Stored data entries »
- - - - - - -
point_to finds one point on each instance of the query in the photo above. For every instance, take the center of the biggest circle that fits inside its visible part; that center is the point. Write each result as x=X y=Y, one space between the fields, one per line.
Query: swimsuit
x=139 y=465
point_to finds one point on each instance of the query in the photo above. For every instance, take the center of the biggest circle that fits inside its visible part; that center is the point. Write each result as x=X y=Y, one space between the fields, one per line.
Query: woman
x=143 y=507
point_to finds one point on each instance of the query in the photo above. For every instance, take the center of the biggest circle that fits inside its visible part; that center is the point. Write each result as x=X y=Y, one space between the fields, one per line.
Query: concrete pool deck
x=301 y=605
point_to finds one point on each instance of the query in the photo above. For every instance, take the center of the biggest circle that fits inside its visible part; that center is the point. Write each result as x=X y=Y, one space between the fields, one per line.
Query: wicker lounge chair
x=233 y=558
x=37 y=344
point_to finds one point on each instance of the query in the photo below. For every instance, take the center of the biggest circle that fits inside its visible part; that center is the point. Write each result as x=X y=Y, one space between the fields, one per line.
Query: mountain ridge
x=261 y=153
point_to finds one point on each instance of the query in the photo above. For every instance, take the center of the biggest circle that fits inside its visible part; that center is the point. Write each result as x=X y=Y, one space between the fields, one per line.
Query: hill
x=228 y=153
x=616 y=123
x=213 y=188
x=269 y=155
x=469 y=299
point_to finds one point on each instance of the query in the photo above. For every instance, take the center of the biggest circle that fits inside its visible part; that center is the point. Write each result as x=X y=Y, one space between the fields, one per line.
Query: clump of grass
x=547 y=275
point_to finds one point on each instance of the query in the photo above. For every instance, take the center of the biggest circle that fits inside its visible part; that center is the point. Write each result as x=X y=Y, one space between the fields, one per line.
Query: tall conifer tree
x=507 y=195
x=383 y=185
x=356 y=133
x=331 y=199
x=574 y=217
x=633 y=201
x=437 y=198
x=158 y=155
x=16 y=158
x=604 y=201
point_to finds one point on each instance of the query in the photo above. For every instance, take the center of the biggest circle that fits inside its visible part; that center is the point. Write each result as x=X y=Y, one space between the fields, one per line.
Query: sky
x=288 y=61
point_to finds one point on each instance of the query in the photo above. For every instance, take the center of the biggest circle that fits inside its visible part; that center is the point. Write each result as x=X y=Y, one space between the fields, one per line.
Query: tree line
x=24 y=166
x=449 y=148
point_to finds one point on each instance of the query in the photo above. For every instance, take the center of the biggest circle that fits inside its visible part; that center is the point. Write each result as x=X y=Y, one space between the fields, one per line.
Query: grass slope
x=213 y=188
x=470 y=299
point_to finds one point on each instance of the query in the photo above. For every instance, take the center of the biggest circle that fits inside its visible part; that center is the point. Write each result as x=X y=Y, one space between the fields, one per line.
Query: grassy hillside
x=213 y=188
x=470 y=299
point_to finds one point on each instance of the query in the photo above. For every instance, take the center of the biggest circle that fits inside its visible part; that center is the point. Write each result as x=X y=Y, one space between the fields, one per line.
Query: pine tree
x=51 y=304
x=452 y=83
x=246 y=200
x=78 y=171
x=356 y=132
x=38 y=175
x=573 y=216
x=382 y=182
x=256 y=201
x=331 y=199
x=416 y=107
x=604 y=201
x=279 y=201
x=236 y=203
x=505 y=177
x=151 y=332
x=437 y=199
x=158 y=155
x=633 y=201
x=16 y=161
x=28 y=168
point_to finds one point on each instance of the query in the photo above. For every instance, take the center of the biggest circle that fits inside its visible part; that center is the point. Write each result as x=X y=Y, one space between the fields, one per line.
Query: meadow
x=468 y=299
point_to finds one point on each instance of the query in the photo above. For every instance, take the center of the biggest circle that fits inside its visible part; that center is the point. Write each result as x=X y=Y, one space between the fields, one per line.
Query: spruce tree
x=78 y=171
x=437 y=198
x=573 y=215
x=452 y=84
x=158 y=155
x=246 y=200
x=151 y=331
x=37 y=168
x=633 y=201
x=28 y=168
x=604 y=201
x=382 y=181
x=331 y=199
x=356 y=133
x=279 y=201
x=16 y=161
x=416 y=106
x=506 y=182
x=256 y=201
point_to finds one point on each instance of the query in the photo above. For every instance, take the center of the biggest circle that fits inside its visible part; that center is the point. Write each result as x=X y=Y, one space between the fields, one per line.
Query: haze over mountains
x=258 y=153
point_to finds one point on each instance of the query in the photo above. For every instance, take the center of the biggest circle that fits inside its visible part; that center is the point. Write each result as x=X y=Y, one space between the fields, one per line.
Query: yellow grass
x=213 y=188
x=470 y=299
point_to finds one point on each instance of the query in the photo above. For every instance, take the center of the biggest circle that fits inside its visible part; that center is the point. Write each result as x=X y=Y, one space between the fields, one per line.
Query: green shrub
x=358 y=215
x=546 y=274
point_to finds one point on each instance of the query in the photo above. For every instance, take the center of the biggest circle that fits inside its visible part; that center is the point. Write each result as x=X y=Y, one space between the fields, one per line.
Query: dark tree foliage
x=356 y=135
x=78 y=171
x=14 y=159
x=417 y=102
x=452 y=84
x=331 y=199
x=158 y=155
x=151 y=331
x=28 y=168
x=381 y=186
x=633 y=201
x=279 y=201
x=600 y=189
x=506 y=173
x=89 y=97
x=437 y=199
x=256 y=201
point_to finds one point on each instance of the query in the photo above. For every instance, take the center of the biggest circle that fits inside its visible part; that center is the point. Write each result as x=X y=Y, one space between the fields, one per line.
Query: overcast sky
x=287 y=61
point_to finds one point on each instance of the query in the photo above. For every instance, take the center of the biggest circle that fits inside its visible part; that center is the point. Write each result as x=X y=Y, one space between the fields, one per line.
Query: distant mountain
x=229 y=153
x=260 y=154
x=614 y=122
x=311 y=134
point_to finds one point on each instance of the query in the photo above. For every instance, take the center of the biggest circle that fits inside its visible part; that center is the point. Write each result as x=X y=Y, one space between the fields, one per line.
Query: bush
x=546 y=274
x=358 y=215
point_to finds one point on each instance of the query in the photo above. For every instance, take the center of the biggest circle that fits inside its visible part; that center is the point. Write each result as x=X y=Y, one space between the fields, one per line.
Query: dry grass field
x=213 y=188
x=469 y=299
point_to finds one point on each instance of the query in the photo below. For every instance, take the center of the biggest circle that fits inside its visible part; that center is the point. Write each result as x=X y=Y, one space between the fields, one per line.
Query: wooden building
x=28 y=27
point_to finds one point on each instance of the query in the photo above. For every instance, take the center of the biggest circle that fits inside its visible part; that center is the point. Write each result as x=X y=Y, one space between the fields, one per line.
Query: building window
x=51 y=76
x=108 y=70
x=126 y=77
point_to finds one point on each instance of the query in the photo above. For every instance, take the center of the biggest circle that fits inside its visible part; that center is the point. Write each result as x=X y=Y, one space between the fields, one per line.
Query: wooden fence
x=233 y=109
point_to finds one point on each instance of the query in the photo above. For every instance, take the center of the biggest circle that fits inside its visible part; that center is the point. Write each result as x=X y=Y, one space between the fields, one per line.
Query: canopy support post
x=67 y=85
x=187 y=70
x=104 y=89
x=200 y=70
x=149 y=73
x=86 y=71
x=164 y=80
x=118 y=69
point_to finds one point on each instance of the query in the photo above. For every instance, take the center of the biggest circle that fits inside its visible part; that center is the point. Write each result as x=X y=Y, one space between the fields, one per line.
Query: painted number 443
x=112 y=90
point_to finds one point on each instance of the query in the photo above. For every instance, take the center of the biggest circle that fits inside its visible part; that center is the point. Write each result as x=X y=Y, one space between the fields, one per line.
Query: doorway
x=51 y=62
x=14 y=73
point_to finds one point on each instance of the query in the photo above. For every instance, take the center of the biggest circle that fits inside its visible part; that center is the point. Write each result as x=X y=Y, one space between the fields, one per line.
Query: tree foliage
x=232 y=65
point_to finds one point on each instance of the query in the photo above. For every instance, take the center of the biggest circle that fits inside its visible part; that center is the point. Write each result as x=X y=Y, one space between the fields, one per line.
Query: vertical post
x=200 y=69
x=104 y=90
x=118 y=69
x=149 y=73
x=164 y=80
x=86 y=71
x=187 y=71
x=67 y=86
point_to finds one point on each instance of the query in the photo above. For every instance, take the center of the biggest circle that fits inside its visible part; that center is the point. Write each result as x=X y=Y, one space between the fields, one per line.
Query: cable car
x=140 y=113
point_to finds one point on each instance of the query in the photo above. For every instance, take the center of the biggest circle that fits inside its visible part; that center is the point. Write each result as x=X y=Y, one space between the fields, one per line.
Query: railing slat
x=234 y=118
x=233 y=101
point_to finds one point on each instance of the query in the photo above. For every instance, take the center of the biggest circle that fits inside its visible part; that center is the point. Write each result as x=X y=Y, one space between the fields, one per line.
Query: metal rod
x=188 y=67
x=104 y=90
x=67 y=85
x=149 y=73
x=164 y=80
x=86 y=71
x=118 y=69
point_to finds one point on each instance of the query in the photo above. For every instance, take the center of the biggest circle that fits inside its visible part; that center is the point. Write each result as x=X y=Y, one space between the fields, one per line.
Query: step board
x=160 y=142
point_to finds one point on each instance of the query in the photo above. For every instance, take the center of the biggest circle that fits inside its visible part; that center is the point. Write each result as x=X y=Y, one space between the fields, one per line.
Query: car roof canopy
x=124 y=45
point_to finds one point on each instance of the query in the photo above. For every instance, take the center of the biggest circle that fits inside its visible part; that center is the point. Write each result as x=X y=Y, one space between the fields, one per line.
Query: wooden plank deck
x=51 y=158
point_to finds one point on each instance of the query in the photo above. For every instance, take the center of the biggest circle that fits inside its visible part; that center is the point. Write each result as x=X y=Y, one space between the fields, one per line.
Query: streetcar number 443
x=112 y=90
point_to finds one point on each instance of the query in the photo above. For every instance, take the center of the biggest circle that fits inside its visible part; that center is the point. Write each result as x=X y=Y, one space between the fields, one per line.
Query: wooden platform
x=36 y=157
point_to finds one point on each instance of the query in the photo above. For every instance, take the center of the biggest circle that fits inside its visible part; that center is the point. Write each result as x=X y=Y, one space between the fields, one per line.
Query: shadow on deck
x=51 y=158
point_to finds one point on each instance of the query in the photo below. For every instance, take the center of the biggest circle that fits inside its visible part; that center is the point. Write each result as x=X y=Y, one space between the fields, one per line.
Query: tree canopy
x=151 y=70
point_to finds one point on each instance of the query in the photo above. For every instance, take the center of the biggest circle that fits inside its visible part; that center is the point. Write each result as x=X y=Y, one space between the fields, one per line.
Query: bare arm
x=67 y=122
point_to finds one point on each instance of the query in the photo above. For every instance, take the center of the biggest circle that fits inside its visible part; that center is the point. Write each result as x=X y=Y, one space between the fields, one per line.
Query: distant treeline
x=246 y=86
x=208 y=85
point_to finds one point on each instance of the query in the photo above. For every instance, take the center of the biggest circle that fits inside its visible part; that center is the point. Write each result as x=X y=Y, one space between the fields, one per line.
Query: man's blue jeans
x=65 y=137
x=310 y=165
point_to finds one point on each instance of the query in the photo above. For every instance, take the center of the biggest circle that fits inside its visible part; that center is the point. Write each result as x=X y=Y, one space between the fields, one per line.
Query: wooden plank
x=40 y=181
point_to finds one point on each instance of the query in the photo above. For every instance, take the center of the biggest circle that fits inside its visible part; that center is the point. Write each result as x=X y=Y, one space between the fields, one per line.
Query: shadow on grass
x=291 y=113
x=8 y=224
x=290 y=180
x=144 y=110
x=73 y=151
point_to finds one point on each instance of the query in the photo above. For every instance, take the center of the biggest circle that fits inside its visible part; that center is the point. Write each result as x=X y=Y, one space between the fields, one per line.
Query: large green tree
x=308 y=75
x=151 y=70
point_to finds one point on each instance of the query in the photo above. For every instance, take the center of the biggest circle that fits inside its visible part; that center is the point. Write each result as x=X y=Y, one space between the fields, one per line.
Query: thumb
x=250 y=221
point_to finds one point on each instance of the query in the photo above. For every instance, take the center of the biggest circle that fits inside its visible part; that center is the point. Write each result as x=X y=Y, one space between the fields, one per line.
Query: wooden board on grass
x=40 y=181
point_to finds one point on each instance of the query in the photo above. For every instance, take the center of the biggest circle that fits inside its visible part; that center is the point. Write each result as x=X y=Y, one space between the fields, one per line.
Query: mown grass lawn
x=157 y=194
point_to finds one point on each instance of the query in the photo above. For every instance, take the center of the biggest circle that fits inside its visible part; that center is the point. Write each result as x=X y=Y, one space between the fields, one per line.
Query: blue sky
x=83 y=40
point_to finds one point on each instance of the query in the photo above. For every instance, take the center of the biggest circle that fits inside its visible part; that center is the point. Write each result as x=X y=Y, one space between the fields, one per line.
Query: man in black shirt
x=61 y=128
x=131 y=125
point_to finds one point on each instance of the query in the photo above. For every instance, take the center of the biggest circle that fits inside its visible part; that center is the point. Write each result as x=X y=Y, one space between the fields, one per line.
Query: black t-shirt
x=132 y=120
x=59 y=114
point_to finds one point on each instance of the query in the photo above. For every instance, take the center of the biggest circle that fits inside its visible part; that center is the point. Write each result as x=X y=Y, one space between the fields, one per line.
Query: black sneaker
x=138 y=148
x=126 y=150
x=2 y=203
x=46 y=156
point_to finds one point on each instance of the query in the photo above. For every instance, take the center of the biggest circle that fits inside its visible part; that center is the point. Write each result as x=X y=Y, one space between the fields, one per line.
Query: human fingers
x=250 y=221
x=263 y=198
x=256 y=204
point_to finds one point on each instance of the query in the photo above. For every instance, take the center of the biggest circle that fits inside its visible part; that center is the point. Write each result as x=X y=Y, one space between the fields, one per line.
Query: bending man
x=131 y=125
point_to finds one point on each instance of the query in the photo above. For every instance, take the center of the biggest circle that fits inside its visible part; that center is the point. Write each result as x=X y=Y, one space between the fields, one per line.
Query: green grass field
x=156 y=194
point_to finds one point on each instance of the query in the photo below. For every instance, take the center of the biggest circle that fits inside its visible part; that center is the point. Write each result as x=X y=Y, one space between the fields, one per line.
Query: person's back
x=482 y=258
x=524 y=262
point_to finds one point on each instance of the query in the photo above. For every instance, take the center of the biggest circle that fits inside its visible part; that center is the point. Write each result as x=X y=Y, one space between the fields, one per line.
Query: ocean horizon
- - - - - - -
What needs to be done »
Count the lines in the records above that contain the string "distant", treating uppercase and lowercase as different. Give only the number.

Response »
2